_WORK REQUIRED_
Please quote only the lines that start at the one with "Return one point for each instance of the blurred spectator" and go on to the last line of the data, both ends kept.

_EXTRACTED DATA_
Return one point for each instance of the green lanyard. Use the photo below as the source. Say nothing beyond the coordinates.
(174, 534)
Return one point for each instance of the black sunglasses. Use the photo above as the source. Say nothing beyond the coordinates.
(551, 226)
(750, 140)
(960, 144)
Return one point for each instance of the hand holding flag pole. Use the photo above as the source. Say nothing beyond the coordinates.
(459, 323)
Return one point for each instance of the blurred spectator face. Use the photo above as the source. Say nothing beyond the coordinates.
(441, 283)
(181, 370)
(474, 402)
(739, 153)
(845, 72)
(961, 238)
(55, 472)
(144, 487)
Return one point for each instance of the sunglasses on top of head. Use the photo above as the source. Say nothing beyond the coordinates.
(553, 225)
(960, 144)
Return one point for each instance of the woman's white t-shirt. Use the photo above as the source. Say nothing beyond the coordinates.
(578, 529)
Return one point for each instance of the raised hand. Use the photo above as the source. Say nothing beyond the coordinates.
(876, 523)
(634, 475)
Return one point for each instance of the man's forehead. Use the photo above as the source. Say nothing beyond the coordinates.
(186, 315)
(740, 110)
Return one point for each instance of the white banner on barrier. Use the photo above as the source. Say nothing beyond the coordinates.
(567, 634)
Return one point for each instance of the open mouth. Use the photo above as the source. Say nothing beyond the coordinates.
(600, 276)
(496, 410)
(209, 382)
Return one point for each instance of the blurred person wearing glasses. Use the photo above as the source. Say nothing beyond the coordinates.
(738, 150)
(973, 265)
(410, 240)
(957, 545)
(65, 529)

_FINISHED EXERCISE_
Return one point for each instance of the blurred spectator face. Use the photo above as the source. Say nothing beyond the coordinates.
(441, 283)
(181, 370)
(474, 402)
(739, 153)
(845, 72)
(961, 238)
(55, 472)
(144, 487)
Return one point for each instance of the sunglasses on top of head. Use the photo above as the source. Say nothing beyond the coordinates.
(553, 225)
(960, 144)
Return one point for each instance of the woman's white t-shirt. Use the photo above as the source. Say nothing beyond the coordinates.
(578, 529)
Return one point for each instance of the raised hand. Use the photo above as the source. Say nothing beyond the coordinates.
(876, 523)
(634, 475)
Return one point for each instance of the man's forehead. Use the photo above as the source. Say nothing beyond the coordinates.
(186, 315)
(740, 110)
Return one point for each instance of the white banner on barrier. Use the photo above as the source. Say nothing beyond the coordinates.
(567, 634)
Return one point for each instance of the open mouth. Use the photo above as the source. Say nothing beyond the coordinates.
(600, 276)
(496, 410)
(209, 382)
Return one point for each instance of the blurred person wearing glasses. Use the photo above as the source. Say nothing beyond the coordinates.
(738, 150)
(973, 265)
(410, 240)
(957, 545)
(65, 529)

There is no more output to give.